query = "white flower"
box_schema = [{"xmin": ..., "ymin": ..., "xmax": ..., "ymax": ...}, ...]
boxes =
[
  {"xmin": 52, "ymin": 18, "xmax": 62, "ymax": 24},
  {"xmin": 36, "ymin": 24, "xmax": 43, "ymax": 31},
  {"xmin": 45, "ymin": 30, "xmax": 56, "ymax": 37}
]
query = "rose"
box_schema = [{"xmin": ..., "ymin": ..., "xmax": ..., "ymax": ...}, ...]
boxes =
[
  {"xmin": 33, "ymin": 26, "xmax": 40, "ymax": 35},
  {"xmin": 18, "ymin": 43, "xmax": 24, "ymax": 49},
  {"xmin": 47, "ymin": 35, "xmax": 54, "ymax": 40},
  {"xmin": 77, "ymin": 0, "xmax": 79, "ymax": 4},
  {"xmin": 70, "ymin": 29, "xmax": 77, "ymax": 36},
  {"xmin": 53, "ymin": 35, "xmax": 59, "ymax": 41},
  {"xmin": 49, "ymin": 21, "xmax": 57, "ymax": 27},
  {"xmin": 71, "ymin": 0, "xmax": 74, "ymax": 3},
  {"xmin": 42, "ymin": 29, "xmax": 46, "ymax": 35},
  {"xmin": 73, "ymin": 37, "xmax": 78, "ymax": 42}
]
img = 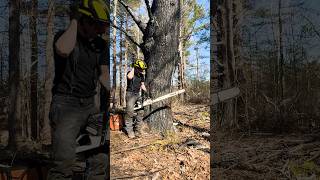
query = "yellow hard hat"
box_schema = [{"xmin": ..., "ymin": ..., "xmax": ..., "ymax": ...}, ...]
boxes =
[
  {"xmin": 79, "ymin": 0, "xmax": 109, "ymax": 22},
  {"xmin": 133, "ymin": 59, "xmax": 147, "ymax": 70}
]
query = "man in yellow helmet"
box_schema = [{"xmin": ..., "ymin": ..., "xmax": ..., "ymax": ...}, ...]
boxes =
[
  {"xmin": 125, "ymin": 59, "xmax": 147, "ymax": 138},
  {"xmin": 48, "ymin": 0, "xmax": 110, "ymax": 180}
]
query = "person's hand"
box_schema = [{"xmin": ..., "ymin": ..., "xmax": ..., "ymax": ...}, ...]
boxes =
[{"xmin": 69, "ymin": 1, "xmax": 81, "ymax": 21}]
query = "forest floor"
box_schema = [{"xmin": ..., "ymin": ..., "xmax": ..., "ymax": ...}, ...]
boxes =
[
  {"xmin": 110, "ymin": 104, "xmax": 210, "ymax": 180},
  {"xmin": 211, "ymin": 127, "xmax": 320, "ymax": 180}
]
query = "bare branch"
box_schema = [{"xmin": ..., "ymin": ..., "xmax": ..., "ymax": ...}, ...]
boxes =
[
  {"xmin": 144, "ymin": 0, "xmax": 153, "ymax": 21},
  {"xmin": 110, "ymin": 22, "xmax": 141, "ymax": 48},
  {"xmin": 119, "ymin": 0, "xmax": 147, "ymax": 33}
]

================

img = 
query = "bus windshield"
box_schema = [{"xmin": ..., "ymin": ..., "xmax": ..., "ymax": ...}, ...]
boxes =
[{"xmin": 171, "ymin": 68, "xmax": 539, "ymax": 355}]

================

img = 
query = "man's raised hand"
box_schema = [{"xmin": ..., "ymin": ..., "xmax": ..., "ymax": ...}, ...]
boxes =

================

» What this task involves: Find every line in the records above that contains the string "query" and copy each one. Case counts.

» Problem solution:
query = "white flower"
query = "rose"
query = "yellow hard hat"
query = "man in yellow helmet"
query = "person's hand"
query = "forest floor"
query = "bare branch"
query = "bus windshield"
query = "man's raised hand"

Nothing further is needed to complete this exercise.